▸ PROBLEM SET
(A) In the reviewer comments, which word does the reviewer suggest might replace "stable" at L71?
(B) For each statement below, say whether it agrees with the reviewer comments and quote the words that decide it. (i) The reviewer wants the section on shape, peakedness, and skewness of coverage depth shortened considerably. (ii) The reviewer finds that the manuscript's English now fully meets professional standards. (iii) The reviewer holds that the increase at L77-78 comes via bidirectional progression.
(C) Return the part of the reviewer comments from "I recognize that" to "it was assessed.", copied word for word.

Line 784: Define what is "the center of gravity of the replication origin position".
Line 801: "replication activity balance among multiple origins" - again, not according to supplementary figure 20.
Line 801: What do You mean "In a field"?
Line 849-850: "for DNA to be more concentrated around the replication origin" -> "for multiple rounds of replication around the replication origin".
Line 856: Plese clarify what You mean by "the increase in density around the replication origin should
be resolved".
Line 861: Please clarify: "Thus, the degree of density around the origin of replication increased when both replication and cell division were active."
Line 875: Please clarify: "If a certain single origin had strong activity".
The section on “Shape, peakedness, and skewness of coverage depth” is very descriptive, based on a very limited samples size, and unfocused. I recommends that it is significantly shortened, with technical details and discussion moved to the supplementary material.
I recognize that the authors have improved the English throughout the manuscript. I appreciate their efforts but there are still places in the manuscript where phrasing, grammar, etc. do not conform to professional standards. Some specific examples:
L44-45: It is not clear what this assertion of target range and measurement properties means and even if it was clear, where it was assessed.
L71 – stable isn’t the right word. Perhaps static.
L76 – after reading the authors’ response, their phrasing doesn’t say what they mean. What they want to write is something like “Meanwhile, the peak-to-trough ratio (PTR) of coverage of WGS reads mapped to reference genome sequence provides an estimate of growth using WGS reads coming from just a single sample”. The current sentence indicates something completely different and is unclear.
L77-78 – the increase is not via bidirectional progression, the increase is via replication, bidirectional progression creates the coverage signal across multiple microbes.
L78-79 – The “as well as DNA deep sequencing” part has no connection to the sentence.

▸ Stored records
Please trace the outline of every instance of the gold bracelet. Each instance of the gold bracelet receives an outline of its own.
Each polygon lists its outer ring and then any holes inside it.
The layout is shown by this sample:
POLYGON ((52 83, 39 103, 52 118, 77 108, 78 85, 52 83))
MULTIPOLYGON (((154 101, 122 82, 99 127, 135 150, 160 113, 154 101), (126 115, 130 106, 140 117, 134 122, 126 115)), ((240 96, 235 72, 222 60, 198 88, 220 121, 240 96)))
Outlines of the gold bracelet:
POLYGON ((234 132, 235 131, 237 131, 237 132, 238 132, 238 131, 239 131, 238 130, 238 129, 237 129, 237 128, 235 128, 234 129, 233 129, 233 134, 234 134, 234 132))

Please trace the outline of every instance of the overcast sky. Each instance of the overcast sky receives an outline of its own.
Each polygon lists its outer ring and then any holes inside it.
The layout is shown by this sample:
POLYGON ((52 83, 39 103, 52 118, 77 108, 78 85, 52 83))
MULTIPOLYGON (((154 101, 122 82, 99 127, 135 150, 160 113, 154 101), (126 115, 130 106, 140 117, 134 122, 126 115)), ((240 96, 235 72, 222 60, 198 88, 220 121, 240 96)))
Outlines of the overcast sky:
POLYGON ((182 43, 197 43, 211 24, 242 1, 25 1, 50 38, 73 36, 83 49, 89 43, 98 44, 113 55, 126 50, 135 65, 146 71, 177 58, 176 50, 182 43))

▸ RESPONSES PER TASK
(A) Static.

(B)
(i) Yes: "significantly shortened, with technical details and discussion moved to the supplementary material".
(ii) No: "there are still places in the manuscript where phrasing, grammar, etc. do not conform to professional standards".
(iii) No: "the increase is not via bidirectional progression, the increase is via replication".

(C)
I recognize that the authors have improved the English throughout the manuscript. I appreciate their efforts but there are still places in the manuscript where phrasing, grammar, etc. do not conform to professional standards. Some specific examples:
L44-45: It is not clear what this assertion of target range and measurement properties means and even if it was clear, where it was assessed.